- _DIRECTIONS FOR THIS TASK_:
From the entries that follow, copy every line with the word "light".

━━━━━ RECORD SET

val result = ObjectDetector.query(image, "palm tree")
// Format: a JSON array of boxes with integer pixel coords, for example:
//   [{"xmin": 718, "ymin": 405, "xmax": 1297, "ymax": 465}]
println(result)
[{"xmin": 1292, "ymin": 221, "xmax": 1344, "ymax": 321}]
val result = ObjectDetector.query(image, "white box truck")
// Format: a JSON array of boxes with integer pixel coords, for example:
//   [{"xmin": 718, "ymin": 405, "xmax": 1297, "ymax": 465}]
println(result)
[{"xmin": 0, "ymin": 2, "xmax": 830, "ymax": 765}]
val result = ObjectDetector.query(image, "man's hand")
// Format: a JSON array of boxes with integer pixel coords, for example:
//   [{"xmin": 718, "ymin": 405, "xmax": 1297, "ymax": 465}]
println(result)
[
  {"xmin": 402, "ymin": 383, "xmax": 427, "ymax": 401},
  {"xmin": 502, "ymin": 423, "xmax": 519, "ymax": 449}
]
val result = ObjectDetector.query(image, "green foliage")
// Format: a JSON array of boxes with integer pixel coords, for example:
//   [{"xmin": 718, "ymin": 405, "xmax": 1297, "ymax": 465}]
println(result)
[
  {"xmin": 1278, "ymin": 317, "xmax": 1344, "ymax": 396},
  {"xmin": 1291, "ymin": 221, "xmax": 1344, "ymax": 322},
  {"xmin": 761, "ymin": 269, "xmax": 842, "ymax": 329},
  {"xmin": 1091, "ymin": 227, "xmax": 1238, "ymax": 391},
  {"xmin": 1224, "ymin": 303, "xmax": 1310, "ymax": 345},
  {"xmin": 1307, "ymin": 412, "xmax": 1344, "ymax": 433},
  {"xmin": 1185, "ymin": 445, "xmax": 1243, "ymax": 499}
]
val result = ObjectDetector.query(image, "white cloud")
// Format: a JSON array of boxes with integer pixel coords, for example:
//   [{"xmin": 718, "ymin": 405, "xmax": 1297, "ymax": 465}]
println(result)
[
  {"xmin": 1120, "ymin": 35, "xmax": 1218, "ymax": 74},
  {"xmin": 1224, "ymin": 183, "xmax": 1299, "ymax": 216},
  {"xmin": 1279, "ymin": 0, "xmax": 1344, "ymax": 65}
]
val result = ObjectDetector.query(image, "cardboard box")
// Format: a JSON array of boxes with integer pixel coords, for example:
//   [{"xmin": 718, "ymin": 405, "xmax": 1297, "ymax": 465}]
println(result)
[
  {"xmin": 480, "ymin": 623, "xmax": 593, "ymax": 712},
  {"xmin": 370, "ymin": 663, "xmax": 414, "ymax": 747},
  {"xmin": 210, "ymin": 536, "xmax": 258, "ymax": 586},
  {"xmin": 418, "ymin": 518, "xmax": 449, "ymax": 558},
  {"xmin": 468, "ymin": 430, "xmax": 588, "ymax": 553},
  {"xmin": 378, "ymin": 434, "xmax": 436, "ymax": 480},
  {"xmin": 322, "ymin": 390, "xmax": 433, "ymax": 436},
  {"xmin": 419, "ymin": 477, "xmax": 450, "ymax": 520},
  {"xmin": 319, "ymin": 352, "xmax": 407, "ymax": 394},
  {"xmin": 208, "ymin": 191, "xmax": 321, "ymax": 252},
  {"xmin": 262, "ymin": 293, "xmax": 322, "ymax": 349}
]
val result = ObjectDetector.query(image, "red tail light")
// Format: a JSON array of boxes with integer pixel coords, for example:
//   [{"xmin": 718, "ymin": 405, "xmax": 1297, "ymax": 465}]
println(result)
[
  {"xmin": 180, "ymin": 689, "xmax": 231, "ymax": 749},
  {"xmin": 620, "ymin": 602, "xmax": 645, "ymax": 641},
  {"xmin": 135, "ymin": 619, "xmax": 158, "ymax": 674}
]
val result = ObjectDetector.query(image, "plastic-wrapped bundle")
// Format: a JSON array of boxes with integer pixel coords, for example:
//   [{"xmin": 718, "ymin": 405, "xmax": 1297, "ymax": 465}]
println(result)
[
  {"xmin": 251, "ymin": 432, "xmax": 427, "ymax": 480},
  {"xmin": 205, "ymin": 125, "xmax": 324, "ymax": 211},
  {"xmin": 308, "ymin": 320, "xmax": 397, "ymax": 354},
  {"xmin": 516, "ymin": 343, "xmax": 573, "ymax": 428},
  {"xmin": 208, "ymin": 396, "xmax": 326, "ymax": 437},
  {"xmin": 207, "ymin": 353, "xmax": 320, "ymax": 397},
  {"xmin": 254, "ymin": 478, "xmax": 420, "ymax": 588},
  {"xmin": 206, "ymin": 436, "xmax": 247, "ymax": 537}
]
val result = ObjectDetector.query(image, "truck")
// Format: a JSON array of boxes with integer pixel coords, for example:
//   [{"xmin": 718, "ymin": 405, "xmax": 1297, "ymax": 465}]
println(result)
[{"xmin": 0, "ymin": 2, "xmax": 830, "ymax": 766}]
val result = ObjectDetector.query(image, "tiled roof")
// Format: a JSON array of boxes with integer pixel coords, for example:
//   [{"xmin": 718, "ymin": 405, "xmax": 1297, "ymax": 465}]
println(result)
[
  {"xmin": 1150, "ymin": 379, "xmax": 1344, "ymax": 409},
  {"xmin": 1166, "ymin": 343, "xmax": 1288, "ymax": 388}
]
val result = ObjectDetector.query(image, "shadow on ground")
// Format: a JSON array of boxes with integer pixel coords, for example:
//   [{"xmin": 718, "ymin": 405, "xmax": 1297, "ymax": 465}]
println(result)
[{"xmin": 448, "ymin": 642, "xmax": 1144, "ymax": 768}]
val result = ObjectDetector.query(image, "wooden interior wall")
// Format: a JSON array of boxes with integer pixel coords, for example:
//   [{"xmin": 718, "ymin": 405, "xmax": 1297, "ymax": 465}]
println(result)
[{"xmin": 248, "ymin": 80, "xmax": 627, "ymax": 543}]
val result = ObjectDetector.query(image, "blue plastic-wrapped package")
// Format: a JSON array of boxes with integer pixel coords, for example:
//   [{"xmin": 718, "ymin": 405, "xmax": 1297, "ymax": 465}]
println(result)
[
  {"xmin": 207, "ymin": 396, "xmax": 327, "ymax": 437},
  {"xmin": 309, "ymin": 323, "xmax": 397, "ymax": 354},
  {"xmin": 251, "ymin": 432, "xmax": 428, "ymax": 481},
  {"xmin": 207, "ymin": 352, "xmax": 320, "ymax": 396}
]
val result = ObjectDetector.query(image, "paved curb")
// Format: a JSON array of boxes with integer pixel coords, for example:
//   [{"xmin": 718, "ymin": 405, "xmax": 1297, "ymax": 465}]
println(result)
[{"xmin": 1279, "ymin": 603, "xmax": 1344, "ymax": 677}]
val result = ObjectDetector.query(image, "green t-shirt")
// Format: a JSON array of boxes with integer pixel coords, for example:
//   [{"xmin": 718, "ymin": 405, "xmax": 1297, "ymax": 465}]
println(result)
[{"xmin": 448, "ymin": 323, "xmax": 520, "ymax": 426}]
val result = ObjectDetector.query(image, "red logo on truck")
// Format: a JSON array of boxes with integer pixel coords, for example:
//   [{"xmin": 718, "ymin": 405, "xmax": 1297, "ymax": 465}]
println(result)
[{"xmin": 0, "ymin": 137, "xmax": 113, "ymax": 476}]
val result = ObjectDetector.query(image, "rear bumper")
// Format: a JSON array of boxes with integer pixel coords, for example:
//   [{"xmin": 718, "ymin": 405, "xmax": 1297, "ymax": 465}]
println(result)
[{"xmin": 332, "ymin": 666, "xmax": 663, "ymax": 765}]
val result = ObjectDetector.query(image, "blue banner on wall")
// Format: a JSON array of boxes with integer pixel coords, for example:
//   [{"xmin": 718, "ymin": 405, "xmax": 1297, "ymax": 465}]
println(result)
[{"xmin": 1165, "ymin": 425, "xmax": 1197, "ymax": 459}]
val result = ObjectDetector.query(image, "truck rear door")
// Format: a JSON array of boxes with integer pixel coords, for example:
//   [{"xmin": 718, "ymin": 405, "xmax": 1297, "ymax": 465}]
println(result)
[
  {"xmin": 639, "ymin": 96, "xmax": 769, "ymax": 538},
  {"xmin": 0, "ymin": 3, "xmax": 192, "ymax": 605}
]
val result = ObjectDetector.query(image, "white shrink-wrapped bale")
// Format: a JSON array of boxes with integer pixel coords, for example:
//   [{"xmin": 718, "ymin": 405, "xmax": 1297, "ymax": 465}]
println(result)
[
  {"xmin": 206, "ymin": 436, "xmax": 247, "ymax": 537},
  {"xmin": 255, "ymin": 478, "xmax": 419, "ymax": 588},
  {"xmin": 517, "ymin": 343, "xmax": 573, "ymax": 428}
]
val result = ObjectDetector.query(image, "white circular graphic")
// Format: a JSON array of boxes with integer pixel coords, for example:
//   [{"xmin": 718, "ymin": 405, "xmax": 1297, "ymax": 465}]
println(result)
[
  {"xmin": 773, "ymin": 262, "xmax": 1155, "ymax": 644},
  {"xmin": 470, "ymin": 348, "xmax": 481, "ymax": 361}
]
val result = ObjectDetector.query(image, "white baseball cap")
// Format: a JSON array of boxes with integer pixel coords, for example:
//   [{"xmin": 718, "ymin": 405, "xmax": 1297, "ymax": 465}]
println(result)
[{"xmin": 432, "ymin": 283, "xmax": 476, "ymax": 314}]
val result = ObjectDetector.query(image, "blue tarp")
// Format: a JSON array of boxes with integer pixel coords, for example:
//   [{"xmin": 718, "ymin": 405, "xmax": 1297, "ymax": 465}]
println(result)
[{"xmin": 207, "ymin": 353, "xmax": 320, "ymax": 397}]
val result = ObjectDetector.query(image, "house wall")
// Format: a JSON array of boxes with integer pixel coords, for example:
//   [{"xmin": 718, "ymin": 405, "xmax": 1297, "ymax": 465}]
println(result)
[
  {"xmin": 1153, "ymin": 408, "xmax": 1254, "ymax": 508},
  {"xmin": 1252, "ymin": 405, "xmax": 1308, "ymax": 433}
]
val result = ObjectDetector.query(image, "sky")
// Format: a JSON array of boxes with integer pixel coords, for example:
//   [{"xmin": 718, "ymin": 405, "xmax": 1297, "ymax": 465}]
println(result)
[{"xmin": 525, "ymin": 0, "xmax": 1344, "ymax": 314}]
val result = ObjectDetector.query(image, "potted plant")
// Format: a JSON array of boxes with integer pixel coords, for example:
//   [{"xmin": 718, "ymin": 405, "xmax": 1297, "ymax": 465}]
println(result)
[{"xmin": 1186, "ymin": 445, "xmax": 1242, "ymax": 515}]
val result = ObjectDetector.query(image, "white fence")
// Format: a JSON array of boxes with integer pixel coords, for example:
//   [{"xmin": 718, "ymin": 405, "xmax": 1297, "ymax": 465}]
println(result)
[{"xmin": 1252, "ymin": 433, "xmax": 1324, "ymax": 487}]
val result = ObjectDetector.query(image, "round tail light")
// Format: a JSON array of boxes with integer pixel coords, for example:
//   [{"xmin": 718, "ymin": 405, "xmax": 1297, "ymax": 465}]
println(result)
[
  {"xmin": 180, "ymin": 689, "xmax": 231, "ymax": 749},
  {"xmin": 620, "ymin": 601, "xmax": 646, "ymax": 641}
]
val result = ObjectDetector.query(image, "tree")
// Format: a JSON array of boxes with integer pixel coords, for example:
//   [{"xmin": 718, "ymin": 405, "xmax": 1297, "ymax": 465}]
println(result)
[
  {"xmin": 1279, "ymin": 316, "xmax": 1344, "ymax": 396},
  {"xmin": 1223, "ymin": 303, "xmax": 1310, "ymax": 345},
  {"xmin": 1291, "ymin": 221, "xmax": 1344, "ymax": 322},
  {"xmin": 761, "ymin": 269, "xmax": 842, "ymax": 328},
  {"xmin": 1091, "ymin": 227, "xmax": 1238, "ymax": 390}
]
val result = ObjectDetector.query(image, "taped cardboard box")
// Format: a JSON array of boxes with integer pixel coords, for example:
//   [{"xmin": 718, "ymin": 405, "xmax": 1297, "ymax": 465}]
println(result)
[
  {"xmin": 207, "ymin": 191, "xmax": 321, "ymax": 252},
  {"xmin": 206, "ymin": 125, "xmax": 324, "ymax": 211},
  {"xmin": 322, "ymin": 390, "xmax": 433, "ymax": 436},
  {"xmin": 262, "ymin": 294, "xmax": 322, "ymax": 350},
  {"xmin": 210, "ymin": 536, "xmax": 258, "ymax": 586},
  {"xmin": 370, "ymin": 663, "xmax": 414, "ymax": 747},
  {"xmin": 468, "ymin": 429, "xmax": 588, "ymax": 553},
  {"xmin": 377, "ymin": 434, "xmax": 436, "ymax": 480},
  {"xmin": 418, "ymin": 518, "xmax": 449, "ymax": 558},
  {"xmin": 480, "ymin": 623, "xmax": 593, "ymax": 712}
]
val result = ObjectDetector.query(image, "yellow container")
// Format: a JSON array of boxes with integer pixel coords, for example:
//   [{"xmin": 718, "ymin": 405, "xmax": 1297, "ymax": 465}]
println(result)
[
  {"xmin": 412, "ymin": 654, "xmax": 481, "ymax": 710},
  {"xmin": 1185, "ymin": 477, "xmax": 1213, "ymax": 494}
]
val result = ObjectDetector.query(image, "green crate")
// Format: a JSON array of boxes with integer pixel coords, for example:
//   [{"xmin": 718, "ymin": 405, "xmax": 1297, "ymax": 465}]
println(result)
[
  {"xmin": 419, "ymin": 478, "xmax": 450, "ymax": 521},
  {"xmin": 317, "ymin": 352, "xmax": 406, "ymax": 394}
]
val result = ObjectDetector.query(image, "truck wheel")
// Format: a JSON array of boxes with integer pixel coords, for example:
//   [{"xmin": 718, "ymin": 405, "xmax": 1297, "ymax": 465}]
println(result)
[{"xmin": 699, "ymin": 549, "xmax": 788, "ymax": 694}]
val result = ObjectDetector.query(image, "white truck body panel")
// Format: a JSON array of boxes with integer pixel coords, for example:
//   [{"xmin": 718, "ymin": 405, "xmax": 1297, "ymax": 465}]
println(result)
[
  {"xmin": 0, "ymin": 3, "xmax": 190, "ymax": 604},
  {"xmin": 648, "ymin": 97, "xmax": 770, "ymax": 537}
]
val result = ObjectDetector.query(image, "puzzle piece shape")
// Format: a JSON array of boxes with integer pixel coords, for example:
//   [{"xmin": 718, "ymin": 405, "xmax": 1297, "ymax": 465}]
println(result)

━━━━━━━━━━

- _ANSWER TO THIS TASK_:
val result = ObjectDetector.query(image, "red tail light")
val result = ObjectDetector.query(image, "round tail light")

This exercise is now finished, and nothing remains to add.